··· Working data ···

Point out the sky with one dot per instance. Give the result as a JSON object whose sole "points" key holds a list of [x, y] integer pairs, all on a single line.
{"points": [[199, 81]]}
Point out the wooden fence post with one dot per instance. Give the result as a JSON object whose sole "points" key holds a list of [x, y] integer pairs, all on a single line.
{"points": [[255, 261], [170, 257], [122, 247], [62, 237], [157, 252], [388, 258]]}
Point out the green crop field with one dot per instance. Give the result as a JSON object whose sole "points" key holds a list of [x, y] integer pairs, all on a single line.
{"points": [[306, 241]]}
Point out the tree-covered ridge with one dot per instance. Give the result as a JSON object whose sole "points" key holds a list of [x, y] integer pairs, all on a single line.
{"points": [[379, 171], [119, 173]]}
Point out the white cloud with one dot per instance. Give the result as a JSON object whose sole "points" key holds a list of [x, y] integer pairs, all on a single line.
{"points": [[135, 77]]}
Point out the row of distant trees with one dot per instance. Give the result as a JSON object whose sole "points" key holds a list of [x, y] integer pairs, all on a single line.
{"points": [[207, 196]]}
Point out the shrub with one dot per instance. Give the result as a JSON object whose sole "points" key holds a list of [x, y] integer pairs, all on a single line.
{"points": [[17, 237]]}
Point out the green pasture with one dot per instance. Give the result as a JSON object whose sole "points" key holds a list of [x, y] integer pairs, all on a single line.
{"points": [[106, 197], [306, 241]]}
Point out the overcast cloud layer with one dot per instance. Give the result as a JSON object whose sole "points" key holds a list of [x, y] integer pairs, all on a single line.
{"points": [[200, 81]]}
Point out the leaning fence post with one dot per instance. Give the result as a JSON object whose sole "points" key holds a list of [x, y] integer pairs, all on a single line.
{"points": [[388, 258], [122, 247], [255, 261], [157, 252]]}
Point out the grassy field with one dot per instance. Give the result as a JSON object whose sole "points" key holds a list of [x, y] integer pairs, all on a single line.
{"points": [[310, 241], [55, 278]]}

···

**Exercise**
Give the data again, exactly as it stands.

**Reply**
Point out the sky with one dot per instance. Give the result as a JSON object whose sole "points" key holds a list of [x, y] integer pairs, all on a single line.
{"points": [[199, 81]]}
Point out the wooden fence post with one dot per instance. Give the result as a JSON object whose sole "points" key holds a list of [x, y] integer pairs, all on a single line.
{"points": [[255, 261], [170, 257], [122, 247], [62, 237], [157, 252], [388, 258]]}
Point out the green crop field with one dot per instance. Give the result as a JSON object whose sole "points" key holds a list of [x, y] integer pairs, all on a single line.
{"points": [[306, 241]]}
Point out the tree-covered ridge with one dot per instance. Give the result as a JSON object whose sole "points" key holds a list of [x, y] integer pairs, all on a single line.
{"points": [[379, 171], [119, 173]]}
Point out the white cloud with one dot per instance. Give the result as a JSON object whose sole "points" key holds a list of [x, y] integer pairs, all on a single line.
{"points": [[135, 77]]}
Point out the row of distant trees with one dot per instance. Give the result as a JSON object whose sole "points" key holds a list of [x, y] integer pairs, all on a single line.
{"points": [[207, 196]]}
Point out the shrub with one dot per instance. Give the result as a JSON object whose sole "points" key holds a list of [x, y] integer pairs, all on a single line.
{"points": [[17, 237]]}
Point out the green pasture with one dot per instance. Give the result as a JSON object whose sole "points" key holds a list of [x, y] integer pairs, all on a single line.
{"points": [[106, 197], [306, 241]]}
Point out the overcast cloud layer with one dot per instance. Give the result as a JSON object whose sole "points" key holds a list of [x, y] integer pairs, all on a single line.
{"points": [[200, 81]]}
Point out the leaning fence post with one dot per instance. Give the result as a JSON object whose sole "points" key holds a list of [x, y] integer pairs, all on a single line.
{"points": [[388, 258], [122, 247], [255, 261], [157, 252]]}
Point out the grassy field with one dot per instance. Give the result as a JSON object whose sole "points" key holds a list of [x, y] integer pairs, all on a single line.
{"points": [[310, 241], [55, 278]]}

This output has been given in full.